*** Excerpted records Section Begins ***
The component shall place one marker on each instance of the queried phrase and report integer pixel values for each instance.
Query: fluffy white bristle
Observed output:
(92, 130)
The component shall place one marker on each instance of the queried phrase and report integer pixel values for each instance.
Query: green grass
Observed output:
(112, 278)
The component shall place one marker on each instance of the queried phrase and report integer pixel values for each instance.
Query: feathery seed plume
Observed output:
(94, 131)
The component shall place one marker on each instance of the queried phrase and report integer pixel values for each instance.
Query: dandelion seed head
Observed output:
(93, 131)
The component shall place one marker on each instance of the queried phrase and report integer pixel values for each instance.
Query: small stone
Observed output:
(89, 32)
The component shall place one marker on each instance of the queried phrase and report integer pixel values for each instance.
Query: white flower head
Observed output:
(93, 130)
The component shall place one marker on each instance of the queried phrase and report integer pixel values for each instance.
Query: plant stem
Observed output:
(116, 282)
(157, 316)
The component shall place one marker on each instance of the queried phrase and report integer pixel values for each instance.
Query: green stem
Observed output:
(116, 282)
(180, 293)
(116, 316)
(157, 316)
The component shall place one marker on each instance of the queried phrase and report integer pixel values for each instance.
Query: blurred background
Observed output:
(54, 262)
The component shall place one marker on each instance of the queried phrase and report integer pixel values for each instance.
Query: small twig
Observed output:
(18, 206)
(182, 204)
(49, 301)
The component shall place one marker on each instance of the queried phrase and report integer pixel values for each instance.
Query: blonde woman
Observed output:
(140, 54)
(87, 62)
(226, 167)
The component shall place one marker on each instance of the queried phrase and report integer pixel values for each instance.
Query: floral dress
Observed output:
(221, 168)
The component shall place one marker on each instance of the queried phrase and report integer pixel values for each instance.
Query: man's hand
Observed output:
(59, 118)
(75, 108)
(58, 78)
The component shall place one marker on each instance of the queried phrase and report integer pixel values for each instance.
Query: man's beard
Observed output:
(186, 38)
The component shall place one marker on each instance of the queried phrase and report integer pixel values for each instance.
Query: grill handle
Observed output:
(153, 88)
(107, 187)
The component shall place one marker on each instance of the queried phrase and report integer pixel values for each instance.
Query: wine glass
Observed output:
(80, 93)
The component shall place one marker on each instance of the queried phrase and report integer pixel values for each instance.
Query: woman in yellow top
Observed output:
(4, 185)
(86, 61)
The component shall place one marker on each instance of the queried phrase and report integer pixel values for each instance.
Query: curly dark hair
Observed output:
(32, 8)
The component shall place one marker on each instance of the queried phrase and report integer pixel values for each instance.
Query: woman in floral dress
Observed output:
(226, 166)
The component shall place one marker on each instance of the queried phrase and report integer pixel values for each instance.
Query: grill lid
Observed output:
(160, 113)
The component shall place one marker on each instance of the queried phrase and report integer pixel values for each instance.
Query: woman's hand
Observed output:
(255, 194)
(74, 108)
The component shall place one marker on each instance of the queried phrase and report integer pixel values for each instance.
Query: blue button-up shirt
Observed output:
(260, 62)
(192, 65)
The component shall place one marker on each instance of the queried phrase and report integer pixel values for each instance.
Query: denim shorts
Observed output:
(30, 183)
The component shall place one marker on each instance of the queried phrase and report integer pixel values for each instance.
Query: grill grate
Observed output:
*** Excerpted records Section Ends ***
**Your objective:** Looking at the records above, state the number of lines where the word "dress" occurs, and write nothing beyond it.

**Answer to the exercise:** 2